Source extract Start Marker

How Blockbusters moved from Bombs to Movies

Hello,

This week’s word is blockbuster – a film term with military roots.

Blockbuster entered English in 1942 to describe a large bomb which would flatten a city block with its destructive power.

By the 1950s the term was being used in the U.S. to describe a real estate agent who sold a house to a non-white family in a racially non-diverse neighbourhood, thus causing an exodus of home owners.

Thankfully the word got a new usage in the 60s when successful movies were described by it. Any big hit could qualify. However perhaps the best-known early blockbuster was Steven Spielberg’s “Jaws” (1975) when audiences talked about the movie afterwards and went back to see it and its thrills multiple times. Audiences would line up right around the block to buy a ticket, busting the block.

Now every summer we have a slew of such blockbusters released to entertain audiences. It’s hard to see how such large audiences will manage social distancing in cinemas this summer, but as a cinema fan I have my fingers crossed for some blockbusters sometime this year if it’s safe to release them.

Until next time happy reading, writing, and wordfooling.

Grace (@Wordfoolery)

Beware of the Barbarians

Hello,

This week’s word is barbarian and is with thanks to the No Such Thing as a Fish podcast who are still broadcasting their witty and intelligent musings about odd facts every week, now from their individual homes, which can’t be easy. They mentioned the origin of barbarian in a recent episode and it went straight onto my “to investigate” list.

Source extract End Marker
Data shown Start Marker

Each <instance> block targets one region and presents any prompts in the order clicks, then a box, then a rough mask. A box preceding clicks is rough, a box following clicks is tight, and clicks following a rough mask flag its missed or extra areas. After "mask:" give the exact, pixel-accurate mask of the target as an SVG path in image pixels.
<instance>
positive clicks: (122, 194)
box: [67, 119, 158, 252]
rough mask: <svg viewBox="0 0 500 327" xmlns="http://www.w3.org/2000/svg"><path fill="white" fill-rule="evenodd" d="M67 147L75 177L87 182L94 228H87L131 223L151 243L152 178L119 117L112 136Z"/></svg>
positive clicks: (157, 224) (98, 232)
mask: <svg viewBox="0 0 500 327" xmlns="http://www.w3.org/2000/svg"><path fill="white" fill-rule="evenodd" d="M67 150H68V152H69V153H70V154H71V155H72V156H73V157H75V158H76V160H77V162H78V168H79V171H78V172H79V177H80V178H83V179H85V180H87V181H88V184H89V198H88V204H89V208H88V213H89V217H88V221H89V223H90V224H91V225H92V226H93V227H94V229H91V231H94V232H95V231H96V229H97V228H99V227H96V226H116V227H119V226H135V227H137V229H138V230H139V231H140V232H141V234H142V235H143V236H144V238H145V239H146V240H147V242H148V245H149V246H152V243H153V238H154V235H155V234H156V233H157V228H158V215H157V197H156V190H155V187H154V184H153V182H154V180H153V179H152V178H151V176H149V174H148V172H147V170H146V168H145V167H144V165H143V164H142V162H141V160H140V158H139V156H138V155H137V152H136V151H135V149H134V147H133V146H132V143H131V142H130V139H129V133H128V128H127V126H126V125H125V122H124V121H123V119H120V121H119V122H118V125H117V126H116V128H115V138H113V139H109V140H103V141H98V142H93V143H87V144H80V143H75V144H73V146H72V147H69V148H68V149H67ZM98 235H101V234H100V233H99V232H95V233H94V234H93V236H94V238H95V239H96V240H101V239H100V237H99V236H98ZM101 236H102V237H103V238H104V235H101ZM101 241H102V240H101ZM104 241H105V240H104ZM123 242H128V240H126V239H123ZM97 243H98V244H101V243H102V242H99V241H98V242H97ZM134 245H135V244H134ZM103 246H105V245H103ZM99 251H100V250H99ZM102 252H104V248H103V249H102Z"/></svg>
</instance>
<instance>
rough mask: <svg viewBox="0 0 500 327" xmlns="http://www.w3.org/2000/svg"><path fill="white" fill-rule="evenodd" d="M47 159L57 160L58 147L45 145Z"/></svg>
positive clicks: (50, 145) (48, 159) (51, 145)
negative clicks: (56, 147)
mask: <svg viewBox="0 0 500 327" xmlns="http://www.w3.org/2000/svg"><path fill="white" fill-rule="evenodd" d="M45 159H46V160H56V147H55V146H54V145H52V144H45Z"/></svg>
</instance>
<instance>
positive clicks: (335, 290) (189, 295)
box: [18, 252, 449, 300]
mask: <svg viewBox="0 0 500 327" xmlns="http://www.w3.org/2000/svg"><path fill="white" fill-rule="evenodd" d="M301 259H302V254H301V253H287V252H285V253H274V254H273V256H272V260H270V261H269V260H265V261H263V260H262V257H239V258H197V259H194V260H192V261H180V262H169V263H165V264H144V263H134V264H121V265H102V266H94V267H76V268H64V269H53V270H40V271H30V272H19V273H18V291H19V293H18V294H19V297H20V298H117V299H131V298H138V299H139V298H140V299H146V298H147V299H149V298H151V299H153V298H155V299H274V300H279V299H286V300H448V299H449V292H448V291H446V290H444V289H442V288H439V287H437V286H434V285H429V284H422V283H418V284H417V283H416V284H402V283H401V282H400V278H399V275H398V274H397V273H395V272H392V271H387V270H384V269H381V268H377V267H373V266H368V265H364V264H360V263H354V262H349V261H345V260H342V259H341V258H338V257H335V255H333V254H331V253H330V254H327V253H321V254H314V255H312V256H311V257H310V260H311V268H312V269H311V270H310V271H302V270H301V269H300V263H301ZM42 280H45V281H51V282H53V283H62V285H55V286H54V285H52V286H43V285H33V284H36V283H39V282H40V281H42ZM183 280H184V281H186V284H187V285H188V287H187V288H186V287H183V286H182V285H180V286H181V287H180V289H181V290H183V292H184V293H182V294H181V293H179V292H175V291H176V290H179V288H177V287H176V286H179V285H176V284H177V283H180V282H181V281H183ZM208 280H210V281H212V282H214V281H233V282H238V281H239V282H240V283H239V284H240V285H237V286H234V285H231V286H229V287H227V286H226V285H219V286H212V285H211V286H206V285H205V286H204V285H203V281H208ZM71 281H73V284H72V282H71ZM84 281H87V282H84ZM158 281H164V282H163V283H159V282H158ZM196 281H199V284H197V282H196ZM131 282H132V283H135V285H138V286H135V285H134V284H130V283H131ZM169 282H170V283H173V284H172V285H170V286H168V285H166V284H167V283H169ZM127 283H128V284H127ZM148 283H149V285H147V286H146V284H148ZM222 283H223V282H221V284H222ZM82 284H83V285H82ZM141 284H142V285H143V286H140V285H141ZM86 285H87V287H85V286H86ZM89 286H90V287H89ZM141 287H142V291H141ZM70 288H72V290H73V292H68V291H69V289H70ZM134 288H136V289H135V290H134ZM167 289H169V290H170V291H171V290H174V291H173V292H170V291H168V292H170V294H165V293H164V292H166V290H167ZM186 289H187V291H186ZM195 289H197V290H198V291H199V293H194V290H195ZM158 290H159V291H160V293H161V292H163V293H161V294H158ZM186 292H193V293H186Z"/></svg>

Data shown End Marker

## Requirement 1:
According to the word-origin newsletter, in what year did "blockbuster" enter English?
## Requirement 2:
Write out the part of the word-origin newsletter that opens with the words containing "Now every summer" and closes with "writing, and wordfooling.".
## Requirement 3:
Render this sentence from the word-origin newsletter in Spanish: "Blockbuster entered English in 1942 to describe a large bomb which would flatten a city block with its destructive power."

## Exercise solution 1:
1942

## Exercise solution 2:
Now every summer we have a slew of such blockbusters released to entertain audiences. It’s hard to see how such large audiences will manage social distancing in cinemas this summer, but as a cinema fan I have my fingers crossed for some blockbusters sometime this year if it’s safe to release them.

Until next time happy reading, writing, and wordfooling.

## Exercise solution 3:
Blockbuster entró en el inglés en 1942 para describir una bomba grande que arrasaría una manzana de la ciudad con su poder destructivo.